# [GIVEN DATA]
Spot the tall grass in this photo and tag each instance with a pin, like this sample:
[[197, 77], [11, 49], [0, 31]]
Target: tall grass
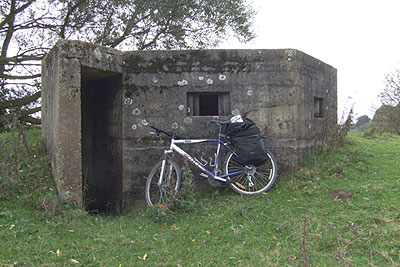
[[340, 209]]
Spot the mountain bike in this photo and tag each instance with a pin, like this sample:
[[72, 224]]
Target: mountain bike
[[165, 177]]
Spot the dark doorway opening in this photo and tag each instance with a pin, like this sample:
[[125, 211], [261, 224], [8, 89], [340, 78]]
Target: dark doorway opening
[[101, 139]]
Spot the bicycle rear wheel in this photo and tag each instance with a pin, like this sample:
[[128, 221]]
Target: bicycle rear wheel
[[255, 180], [159, 194]]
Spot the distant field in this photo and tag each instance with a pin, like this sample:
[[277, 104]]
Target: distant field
[[342, 208]]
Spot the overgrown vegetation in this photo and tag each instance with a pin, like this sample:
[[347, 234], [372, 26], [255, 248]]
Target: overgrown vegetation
[[340, 209]]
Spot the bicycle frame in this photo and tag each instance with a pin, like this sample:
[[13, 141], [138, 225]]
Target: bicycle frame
[[180, 151]]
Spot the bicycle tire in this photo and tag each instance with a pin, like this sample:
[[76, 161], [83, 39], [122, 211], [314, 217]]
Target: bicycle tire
[[257, 180], [159, 195]]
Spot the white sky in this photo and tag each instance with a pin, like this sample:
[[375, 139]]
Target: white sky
[[361, 39]]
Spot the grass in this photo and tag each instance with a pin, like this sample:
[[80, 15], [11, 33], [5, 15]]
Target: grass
[[341, 208]]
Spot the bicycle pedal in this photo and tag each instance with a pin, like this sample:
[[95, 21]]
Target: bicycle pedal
[[240, 185]]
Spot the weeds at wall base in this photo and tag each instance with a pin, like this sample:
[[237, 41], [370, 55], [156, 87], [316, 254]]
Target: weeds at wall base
[[185, 201]]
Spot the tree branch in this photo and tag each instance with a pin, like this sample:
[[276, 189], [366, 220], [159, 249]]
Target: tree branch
[[19, 101]]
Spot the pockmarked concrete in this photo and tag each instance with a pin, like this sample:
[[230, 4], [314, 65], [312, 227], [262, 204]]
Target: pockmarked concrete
[[98, 104]]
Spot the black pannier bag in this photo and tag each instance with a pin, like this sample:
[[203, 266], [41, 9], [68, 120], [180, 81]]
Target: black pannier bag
[[244, 136]]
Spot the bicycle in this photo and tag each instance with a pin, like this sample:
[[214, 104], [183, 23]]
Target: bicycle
[[165, 177]]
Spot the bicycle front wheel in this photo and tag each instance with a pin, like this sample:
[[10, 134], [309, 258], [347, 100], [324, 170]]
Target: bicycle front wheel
[[254, 180], [157, 193]]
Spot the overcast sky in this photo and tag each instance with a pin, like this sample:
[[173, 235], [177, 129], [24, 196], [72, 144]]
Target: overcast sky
[[361, 39]]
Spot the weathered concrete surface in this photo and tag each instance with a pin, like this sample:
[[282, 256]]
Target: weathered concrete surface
[[290, 95]]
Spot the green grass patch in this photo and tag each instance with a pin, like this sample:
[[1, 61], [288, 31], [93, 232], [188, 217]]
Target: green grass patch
[[341, 208]]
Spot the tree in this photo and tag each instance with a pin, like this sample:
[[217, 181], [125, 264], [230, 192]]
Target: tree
[[388, 116], [29, 28]]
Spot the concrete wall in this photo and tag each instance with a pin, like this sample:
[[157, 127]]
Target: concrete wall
[[277, 89]]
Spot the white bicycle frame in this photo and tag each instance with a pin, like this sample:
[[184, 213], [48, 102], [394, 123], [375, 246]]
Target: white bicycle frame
[[180, 151]]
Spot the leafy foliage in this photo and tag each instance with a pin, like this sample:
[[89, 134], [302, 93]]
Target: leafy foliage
[[387, 117], [336, 210]]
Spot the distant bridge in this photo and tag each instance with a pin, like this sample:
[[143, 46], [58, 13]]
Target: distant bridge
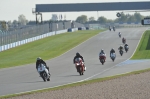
[[75, 7]]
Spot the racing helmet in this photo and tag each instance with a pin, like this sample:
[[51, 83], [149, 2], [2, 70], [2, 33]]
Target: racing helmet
[[39, 58], [77, 54]]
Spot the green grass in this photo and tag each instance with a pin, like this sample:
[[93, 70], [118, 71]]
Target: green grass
[[143, 50], [47, 48], [77, 84]]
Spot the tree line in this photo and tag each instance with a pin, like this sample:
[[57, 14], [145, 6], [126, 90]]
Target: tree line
[[125, 18]]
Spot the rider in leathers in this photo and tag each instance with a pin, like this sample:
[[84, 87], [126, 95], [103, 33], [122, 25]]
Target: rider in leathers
[[112, 51], [78, 56], [41, 61], [120, 48], [125, 45], [102, 52]]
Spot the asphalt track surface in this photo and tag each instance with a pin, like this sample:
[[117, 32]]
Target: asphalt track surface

# [DIRECTIONS]
Can you copy the entire listing above verbatim, leaving out the pictures?

# [EXERCISE OUTPUT]
Spot the tall grass in this photo and tag each instance with a pin, like this sample:
[[197, 77], [11, 49], [0, 31]]
Target: tall grass
[[340, 209]]
Spot the mountain bike in this photo and tag each instance with a pin, like this sample:
[[72, 224]]
Target: mountain bike
[[165, 177]]
Spot the dark doorway opening in this photo and tag each instance with a pin, like this sample:
[[125, 211], [261, 224], [8, 89], [340, 78]]
Target: dark doorway opening
[[101, 139]]
Spot the bicycle rear wheel in this photo and tag each instance with a pin, like this sample:
[[128, 221]]
Target: bicycle rear wheel
[[255, 180], [159, 194]]
Spot the distant field in this photo and tag each instance with a pin, like this sample:
[[277, 104]]
Target: distant field
[[342, 208]]
Spot the overgrown vegetation in this photo and tag each instance with a pin, like this sample:
[[347, 234], [372, 26], [255, 248]]
Target: overgrown vegetation
[[340, 209]]
Spot the bicycle frame in this photo and tag each instance with a pin, like this sample:
[[13, 141], [138, 225]]
Target: bicycle frame
[[180, 151]]
Spot the bicycle tire in this photo and tag each instance with a pin, like this sample:
[[76, 161], [83, 39], [122, 211], [314, 217]]
Target: bicycle tire
[[257, 180], [159, 195]]
Spot the white sky in this photo and tag each instance with a pin, like this sample:
[[375, 139]]
Target: white sky
[[361, 39]]
Spot the grass in this photo and tag each instance with a pin, like this sample:
[[80, 15], [11, 33], [5, 15]]
Target: grass
[[341, 208]]
Spot the bicycle pedal in this photo and tag each instance with a pin, like this sample:
[[95, 21]]
Target: bicycle pedal
[[240, 185]]
Spot the weeds at wall base in this photo and tag each instance with a pin, like this sample:
[[237, 41], [370, 55], [156, 87], [316, 254]]
Target: weeds at wall base
[[185, 201]]
Spot the tree branch in this photo and tag each instance with a pin, like this sample:
[[276, 189], [366, 220], [159, 249]]
Target: tree branch
[[19, 101]]
Spot the pockmarked concrete in this photo and tag each instance with a pin, like this sample:
[[230, 4], [314, 65], [312, 227], [262, 204]]
Target: pockmarked concrete
[[98, 104]]
Spot the black pannier bag in this photo and tag each instance with a pin, like this sample:
[[203, 266], [41, 9], [68, 120], [180, 81]]
Target: black pannier bag
[[244, 136]]
Spot the bicycle in this photo and tag each instance with a pin, like this sample:
[[214, 104], [183, 23]]
Target: bicycle
[[165, 177]]
Spot the bicycle front wheel in this photo and tag each instance with a pin, like this sample:
[[10, 134], [309, 258], [347, 100], [324, 170]]
Target: bicycle front wheel
[[254, 180], [157, 193]]
Spot the overcast sky in this photo and tag each instance with a pin, like this sample:
[[173, 235], [177, 129], [24, 196], [72, 144]]
Target: overcast sky
[[361, 39]]
Spot the weathered concrete surface in this photo and tag each instance with a pin, like this sample:
[[282, 256]]
Target: weathered concrete surface
[[290, 95]]
Spot the green grass patch in this photo and tag each instance with a pin, like this sample:
[[1, 61], [288, 31], [93, 232], [188, 217]]
Target: green grass patch
[[341, 208]]
Spot the tree in this photo and tag each instance with a pin, like this sample:
[[217, 181], [125, 264], [230, 192]]
Target: tree
[[388, 116], [29, 28]]
Spot the concrete wall in this photo and tag each instance with a pin, like this sample:
[[157, 127]]
Target: concrete wall
[[277, 89]]
Spot the white bicycle frame in this photo and tag each instance with a pin, like this sample:
[[184, 213], [48, 102], [394, 123], [375, 246]]
Target: white bicycle frame
[[180, 151]]
Spot the leafy foliage in this photo and tag each instance with a pin, like this sample:
[[89, 134], [302, 93]]
Target: leafy foliage
[[387, 117], [336, 210]]
Spot the distant bridge in this photo and tag each instance with a pin, like this sample:
[[143, 46], [58, 13]]
Target: distant bridge
[[75, 7]]
Spot the racing helmet in this photo and tag each instance with a pin, like this sample:
[[51, 83], [149, 2], [2, 70], [2, 33]]
Target: racing helmet
[[39, 58], [77, 54]]
Spot the green grass in this photo and tag each instance with a pin, like this sample:
[[93, 70], [118, 71]]
Target: green grass
[[143, 50], [47, 48], [77, 84]]
Spot the tree line in this photo and tag each instance with a pin, like this sample:
[[57, 14], [145, 6], [126, 90]]
Target: tree line
[[125, 18]]
Spot the rider in leathers in this photo and tag each instance with a pin, like this sample:
[[84, 87], [126, 95], [103, 33], [122, 25]]
Target: rider in leathers
[[112, 51], [78, 56], [41, 61], [120, 48], [125, 45], [102, 52]]
Spot the asphalt track surface in this photo and tag each instance with a pin, like this sample:
[[117, 32]]
Target: asphalt track surface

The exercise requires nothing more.